→ **Given passage**
Architect says town housing plan 'not soulless'
The architect of a large development planned for Cirencester says it will not be a "soulless housing estate" - amid local anger over the scheme.
Graeme Phillips told the BBC the plans for up to 2,350 homes would "be an integration of the countryside on the edge of the town".
On Tuesday, scores of protesters packed a sometimes heated council meeting.
One, Patrick Moylan, told the BBC the plans were "grossly unfair" and placed a huge "burden of housing" on the town.
"Cirencester, compared with a range of similar towns throughout the country is having a burden of housing placed on it which is two and a half times the average," he said.
The Chesterton development, on land owned by Lord Bathurst, would see up to 2,350 homes, as well as businesses, a primary school and a GP surgery built south of Chesterton.
An outline planning application has been submitted to Cotswold District Council.
Protest group Save Our Cirencester say it effectively means another town being "bolted on to the side of Cirencester".
The town is the main centre of the Cotswolds with a population of about 20,000.
Mr Phillips told BBC Gloucestershire: "We've done a lot of work to make sure that what it definitely won't be is a soulless housing estate."
He said he believed Cirencester was the "best place" to take a "significant proportion" of the 7,500 homes planned across the Cotswolds District Council area up to 2031.
Lib Dem councillor Joe Harris said he accepted the need to build but added: "We just feel a 40% increase on the size of Cirencester isn't the right approach."
He said he felt it would "change the character" of the town but felt it "probably was a done deal".

→ **Recorded information**
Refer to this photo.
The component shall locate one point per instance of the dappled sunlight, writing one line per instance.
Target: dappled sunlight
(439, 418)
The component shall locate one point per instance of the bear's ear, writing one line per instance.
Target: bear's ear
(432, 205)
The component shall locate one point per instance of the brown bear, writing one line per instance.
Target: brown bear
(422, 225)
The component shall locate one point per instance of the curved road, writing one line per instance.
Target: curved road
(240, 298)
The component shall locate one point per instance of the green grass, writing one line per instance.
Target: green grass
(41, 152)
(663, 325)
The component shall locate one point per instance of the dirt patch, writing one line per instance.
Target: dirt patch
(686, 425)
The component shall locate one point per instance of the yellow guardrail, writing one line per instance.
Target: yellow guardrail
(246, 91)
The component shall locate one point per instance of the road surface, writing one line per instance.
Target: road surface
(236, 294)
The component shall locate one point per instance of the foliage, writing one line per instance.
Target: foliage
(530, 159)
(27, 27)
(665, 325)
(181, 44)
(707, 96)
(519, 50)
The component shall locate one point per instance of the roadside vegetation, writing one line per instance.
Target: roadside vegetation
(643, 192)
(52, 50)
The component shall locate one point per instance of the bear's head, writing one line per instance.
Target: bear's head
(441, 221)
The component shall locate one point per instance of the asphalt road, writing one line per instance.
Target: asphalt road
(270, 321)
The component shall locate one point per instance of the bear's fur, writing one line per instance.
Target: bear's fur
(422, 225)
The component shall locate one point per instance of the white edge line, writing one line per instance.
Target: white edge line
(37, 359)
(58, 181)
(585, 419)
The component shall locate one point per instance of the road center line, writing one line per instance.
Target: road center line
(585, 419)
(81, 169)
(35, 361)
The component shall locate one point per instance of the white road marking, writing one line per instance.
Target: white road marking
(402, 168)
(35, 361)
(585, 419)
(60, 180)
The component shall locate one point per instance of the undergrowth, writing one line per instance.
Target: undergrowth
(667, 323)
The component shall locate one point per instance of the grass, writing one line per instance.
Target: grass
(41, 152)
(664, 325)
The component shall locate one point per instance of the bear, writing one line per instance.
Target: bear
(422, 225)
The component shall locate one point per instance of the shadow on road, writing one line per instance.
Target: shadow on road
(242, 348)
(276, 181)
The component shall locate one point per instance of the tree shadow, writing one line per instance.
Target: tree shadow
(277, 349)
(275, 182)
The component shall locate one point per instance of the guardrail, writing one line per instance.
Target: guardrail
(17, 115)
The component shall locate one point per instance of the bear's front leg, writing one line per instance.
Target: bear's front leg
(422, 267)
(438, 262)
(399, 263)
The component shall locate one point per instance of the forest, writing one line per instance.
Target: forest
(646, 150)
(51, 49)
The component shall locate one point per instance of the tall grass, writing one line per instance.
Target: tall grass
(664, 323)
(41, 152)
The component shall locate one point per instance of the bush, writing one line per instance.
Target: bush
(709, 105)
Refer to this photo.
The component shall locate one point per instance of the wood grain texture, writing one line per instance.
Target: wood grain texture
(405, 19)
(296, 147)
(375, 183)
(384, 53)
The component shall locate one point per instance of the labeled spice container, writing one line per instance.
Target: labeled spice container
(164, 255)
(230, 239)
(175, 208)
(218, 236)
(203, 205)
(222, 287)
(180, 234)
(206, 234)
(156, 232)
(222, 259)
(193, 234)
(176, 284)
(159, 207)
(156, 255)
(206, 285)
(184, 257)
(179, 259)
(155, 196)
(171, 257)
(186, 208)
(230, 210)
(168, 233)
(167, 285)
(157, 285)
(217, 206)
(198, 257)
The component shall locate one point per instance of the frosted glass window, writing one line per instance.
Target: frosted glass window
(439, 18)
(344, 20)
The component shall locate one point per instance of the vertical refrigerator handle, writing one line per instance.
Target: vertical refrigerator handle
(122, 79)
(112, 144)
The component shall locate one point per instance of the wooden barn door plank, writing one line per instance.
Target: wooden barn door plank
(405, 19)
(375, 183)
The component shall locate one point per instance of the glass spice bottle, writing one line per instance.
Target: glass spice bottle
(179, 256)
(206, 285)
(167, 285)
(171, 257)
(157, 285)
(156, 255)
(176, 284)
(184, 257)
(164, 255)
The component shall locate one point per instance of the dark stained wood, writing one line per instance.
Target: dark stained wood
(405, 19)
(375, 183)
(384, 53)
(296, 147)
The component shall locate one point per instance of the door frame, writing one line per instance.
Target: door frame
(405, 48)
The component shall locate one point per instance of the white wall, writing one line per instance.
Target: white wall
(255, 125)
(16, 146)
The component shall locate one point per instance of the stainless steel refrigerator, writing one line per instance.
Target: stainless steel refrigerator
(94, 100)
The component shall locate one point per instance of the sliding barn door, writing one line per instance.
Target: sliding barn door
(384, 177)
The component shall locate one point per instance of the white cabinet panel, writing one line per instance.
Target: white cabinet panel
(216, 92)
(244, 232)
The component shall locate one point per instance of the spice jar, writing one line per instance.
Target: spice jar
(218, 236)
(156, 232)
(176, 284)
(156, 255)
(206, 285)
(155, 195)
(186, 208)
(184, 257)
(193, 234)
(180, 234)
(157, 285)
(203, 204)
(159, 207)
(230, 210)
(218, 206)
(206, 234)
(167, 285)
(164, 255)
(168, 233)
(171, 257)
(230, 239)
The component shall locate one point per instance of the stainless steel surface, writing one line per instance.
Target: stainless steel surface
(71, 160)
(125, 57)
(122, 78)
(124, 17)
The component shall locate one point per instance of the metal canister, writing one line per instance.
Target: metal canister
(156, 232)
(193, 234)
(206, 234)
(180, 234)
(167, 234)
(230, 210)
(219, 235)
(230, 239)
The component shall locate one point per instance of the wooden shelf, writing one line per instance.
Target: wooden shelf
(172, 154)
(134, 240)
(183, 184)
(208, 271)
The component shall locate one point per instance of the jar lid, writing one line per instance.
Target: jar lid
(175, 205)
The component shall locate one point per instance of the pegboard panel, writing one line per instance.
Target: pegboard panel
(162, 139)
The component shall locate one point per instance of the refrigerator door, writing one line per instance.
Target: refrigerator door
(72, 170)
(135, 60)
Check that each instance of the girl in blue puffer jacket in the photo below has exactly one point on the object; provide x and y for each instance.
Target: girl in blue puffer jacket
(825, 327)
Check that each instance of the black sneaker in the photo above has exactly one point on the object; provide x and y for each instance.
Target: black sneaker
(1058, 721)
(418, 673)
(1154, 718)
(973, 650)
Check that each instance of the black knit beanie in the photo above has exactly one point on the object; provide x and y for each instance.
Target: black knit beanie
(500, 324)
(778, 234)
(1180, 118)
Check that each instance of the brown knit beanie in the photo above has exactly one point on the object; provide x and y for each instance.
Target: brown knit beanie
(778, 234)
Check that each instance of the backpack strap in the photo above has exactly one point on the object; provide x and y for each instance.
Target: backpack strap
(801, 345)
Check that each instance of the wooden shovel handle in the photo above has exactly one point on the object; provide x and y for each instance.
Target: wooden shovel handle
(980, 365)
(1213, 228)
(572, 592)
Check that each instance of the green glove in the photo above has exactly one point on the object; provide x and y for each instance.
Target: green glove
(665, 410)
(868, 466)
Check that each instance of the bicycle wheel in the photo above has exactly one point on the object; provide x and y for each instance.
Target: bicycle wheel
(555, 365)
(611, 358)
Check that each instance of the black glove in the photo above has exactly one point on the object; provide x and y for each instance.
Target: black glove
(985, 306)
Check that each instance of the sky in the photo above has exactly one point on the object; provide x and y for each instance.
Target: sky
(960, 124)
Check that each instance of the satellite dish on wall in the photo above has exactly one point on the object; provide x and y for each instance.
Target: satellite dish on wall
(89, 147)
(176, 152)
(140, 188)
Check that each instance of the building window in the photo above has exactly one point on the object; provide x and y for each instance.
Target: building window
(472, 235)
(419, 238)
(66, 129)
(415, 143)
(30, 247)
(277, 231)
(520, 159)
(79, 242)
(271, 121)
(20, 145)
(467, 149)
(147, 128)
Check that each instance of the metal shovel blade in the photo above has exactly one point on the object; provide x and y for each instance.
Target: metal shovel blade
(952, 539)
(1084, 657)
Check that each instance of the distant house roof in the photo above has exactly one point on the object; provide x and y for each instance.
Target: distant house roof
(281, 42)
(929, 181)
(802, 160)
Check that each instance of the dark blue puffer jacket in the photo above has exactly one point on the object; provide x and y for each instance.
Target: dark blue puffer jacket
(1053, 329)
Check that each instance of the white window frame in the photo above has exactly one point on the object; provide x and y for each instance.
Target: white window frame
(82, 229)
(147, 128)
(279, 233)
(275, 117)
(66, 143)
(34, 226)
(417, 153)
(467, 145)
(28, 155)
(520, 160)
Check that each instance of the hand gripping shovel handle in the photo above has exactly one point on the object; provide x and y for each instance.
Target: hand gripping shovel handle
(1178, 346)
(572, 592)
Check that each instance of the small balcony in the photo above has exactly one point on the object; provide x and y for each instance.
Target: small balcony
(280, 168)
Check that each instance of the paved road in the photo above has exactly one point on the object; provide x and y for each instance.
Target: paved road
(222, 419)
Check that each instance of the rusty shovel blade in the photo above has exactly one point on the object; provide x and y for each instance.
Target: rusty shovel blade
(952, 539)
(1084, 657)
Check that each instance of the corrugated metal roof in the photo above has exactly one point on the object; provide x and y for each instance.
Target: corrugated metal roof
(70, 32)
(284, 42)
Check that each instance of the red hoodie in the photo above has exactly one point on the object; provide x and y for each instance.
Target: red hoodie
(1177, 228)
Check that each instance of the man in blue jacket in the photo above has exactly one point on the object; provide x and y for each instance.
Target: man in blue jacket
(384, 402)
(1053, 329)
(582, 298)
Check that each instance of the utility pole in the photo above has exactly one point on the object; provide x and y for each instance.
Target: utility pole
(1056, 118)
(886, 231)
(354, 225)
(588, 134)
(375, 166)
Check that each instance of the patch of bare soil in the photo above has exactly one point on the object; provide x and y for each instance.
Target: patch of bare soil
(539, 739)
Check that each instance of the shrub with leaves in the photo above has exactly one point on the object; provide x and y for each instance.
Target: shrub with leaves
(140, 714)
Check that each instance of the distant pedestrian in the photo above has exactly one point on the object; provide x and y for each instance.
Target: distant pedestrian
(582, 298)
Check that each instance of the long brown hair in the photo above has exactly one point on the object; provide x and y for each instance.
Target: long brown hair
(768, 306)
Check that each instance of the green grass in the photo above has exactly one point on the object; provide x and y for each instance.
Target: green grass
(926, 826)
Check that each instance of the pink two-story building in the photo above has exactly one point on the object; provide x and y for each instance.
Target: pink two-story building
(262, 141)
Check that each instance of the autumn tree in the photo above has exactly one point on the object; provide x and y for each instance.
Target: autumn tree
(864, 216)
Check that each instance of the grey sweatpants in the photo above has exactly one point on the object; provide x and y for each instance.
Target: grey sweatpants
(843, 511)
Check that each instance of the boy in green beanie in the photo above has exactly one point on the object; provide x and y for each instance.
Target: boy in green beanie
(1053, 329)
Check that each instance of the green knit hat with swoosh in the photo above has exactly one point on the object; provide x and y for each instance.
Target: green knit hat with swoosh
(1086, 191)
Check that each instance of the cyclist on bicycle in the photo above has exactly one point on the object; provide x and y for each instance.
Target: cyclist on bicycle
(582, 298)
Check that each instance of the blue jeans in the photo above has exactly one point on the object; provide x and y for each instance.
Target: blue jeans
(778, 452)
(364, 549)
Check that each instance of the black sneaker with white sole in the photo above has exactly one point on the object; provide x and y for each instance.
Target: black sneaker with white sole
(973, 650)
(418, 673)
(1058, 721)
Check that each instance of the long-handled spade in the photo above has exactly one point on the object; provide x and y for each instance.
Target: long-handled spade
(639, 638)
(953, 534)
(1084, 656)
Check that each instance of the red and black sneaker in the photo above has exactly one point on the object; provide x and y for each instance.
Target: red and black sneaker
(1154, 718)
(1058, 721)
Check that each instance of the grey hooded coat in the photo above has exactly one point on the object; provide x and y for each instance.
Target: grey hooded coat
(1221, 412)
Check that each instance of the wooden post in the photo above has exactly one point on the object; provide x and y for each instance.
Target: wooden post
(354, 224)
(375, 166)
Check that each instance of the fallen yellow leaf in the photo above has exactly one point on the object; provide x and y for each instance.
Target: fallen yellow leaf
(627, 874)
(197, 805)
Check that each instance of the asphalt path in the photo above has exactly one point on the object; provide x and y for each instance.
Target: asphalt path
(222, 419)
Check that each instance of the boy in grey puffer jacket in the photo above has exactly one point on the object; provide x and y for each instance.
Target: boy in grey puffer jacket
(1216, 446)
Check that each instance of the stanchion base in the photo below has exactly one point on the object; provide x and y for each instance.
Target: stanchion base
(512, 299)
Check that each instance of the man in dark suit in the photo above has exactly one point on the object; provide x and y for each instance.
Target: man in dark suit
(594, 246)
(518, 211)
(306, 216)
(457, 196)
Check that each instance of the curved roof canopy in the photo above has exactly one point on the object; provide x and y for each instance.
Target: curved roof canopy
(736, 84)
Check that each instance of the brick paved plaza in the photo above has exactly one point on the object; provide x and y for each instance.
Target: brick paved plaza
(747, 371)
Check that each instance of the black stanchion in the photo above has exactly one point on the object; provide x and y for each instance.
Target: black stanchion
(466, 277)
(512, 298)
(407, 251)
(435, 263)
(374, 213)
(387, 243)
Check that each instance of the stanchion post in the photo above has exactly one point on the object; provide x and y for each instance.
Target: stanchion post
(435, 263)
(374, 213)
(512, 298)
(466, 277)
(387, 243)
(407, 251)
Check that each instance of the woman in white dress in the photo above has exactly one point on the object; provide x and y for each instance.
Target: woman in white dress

→ **Work order 1**
Decide whether each statement agrees with the Cirencester housing article: (a) the planned development would include a primary school; (b) the land for the development is owned by Cotswold District Council; (c) Cirencester has a population of about 20,000. For each, answer yes or no and quote the deciding words.
→ **Work order 2**
Revise the stretch of the Cirencester housing article from "On Tuesday, scores" through "of about 20,000.", putting "dozens of protesters" in place of "scores of protesters".

→ **Written reply 1**
(a) Yes: "as well as businesses, a primary school and a GP surgery built south of Chesterton"
(b) No: "on land owned by Lord Bathurst"
(c) Yes: "with a population of about 20,000"

→ **Written reply 2**
On Tuesday, dozens of protesters packed a sometimes heated council meeting.
One, Patrick Moylan, told the BBC the plans were "grossly unfair" and placed a huge "burden of housing" on the town.
"Cirencester, compared with a range of similar towns throughout the country is having a burden of housing placed on it which is two and a half times the average," he said.
The Chesterton development, on land owned by Lord Bathurst, would see up to 2,350 homes, as well as businesses, a primary school and a GP surgery built south of Chesterton.
An outline planning application has been submitted to Cotswold District Council.
Protest group Save Our Cirencester say it effectively means another town being "bolted on to the side of Cirencester".
The town is the main centre of the Cotswolds with a population of about 20,000.